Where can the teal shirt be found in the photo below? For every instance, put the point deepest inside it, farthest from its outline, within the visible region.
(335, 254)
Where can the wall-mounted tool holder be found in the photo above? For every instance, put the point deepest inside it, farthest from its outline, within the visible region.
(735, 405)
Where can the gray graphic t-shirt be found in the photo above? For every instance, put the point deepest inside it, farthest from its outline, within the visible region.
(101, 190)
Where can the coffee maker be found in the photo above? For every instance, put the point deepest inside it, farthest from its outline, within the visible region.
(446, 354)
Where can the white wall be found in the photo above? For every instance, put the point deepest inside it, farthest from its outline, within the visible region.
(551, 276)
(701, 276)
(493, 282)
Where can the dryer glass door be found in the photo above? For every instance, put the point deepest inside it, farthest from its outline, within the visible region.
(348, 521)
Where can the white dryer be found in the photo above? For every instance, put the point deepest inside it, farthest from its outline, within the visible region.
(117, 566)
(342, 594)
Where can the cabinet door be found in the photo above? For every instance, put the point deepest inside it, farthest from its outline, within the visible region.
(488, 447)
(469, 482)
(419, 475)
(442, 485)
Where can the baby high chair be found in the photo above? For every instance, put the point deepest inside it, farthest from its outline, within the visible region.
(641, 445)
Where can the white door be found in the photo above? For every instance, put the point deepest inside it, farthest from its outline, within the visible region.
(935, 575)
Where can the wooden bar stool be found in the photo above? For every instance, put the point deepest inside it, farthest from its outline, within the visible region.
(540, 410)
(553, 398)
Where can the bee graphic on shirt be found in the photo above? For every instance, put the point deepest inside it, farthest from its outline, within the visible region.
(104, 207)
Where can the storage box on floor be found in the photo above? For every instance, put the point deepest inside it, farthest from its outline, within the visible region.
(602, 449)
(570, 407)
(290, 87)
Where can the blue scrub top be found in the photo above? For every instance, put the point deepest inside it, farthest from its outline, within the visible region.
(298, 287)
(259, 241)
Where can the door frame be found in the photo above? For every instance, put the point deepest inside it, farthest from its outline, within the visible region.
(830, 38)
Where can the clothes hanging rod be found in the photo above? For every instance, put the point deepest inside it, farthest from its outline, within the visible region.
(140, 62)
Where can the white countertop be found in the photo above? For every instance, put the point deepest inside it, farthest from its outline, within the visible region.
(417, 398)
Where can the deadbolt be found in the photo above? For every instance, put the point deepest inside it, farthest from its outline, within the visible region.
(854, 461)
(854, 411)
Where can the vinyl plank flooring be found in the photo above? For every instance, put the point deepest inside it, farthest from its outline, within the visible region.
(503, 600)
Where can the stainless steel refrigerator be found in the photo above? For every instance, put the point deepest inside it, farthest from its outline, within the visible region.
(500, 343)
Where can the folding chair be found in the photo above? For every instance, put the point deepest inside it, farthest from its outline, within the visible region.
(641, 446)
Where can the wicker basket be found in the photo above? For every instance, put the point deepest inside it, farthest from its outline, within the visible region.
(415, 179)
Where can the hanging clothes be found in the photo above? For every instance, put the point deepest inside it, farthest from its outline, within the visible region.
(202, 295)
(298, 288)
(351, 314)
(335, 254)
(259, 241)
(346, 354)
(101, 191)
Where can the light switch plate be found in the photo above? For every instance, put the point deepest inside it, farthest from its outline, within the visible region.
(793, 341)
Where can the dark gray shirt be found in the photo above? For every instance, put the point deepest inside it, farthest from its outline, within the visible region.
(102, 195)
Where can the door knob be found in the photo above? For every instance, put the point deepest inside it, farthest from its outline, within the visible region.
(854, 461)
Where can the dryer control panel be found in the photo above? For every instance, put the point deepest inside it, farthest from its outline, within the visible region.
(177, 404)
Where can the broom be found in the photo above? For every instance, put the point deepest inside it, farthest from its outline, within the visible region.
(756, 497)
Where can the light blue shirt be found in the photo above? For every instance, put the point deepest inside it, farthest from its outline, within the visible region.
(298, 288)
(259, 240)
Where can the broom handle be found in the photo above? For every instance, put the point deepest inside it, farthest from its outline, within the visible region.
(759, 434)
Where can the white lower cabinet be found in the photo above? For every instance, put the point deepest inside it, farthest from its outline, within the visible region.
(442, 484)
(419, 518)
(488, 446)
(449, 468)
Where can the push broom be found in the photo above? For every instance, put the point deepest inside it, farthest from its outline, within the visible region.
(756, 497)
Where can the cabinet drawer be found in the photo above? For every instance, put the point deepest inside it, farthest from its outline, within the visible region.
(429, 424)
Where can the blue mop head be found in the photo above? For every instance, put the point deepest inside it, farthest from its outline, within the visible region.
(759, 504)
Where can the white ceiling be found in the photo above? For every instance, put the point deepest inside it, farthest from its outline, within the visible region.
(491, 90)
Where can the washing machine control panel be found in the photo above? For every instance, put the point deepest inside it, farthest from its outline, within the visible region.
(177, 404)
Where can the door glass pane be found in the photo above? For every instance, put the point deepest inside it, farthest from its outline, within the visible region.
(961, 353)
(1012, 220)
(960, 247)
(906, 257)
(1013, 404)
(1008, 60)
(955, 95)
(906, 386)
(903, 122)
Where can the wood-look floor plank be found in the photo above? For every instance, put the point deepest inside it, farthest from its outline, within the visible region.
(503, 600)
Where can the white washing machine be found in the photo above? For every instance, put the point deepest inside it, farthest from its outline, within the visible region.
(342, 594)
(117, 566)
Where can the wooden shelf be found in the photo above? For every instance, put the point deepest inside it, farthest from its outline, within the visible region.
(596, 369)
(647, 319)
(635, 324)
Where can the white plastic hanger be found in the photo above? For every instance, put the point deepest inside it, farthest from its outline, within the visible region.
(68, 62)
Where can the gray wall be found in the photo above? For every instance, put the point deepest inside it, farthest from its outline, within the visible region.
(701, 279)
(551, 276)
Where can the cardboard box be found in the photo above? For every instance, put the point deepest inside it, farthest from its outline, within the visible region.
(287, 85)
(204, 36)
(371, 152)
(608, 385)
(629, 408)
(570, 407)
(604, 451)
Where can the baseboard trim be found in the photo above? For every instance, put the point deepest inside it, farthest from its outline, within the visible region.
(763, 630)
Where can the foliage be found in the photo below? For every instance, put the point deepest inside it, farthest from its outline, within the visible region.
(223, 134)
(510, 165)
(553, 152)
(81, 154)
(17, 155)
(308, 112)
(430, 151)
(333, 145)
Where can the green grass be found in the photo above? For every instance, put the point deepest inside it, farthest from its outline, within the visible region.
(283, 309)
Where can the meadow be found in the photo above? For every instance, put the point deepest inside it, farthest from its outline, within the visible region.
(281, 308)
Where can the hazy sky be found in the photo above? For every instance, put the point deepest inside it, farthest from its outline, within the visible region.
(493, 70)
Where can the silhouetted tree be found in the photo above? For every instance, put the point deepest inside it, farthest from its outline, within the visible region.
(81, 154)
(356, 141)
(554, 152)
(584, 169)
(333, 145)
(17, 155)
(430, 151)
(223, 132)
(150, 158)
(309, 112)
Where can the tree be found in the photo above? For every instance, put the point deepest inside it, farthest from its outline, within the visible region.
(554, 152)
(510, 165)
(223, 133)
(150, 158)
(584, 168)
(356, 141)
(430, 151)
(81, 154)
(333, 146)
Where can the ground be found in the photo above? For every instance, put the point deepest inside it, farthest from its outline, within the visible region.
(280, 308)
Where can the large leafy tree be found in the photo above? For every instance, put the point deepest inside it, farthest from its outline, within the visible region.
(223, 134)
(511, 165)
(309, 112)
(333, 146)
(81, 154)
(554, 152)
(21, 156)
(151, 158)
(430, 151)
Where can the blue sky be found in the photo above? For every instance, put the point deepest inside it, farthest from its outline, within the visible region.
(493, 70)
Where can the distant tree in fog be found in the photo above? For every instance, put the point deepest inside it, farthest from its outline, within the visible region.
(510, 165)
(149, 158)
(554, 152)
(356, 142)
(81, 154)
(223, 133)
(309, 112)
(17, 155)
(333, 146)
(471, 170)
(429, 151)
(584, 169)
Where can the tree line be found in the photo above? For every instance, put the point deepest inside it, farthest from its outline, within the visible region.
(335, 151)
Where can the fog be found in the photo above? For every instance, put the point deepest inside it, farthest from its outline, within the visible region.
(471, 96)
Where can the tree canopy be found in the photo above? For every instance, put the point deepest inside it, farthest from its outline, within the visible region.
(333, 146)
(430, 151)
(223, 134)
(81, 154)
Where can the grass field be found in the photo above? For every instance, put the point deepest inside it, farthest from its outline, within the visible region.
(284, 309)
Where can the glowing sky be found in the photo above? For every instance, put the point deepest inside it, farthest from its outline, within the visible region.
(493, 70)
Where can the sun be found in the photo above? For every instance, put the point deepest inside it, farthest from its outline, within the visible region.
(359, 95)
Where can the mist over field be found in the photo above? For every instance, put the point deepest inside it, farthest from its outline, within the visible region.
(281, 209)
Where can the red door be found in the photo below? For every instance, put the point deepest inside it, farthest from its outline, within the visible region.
──────────
Work to complete: Starting with the line that contains "Where can the blue sky", return each line through the last one of the data above, exactly as written and nothing more.

Task result:
Where can the blue sky be found in the photo above? For every instance, put the point deepest inside it, farthest from its outline, within the visible region.
(493, 70)
Where can the distant tree in fog be found in the photo above? For every instance, put the point deepest inside it, farthest from its outline, within the visible region.
(510, 165)
(149, 158)
(554, 152)
(356, 142)
(81, 154)
(223, 133)
(309, 112)
(17, 155)
(333, 146)
(471, 170)
(429, 151)
(584, 169)
Where can the tree line be found in the photo above? For every instance, put the point deepest inside it, farthest from its outline, within the visible region.
(335, 151)
Where can the fog be found in the photo above? For every instance, put the point deepest inside it, farthest from its outline, within the visible region.
(471, 96)
Where can the tree canopy be found in the photo above? For every instance, put the point deepest inside it, farthest from its outline, within the visible region.
(333, 146)
(430, 151)
(223, 134)
(81, 154)
Where can the grass field be found in the photo above? For every instance, put the point deepest inside it, farthest from its outline, within the visible region.
(284, 309)
Where can the glowing sky be found in the photo above? For every instance, put the point deepest inside it, farthest from its outline, within the visible region.
(493, 70)
Where can the sun be found in the photo above? For every instance, put the point deepest inside it, farthest from its outline, within the visible region.
(359, 95)
Where can the mist over field be found in the photo above? For every instance, put the point deepest inside it, farthest from its outline, within the visible region.
(281, 209)
Where can the red door be found in the photo below? For every instance, put the point deepest inside it, farthest from its outline, within the visible region.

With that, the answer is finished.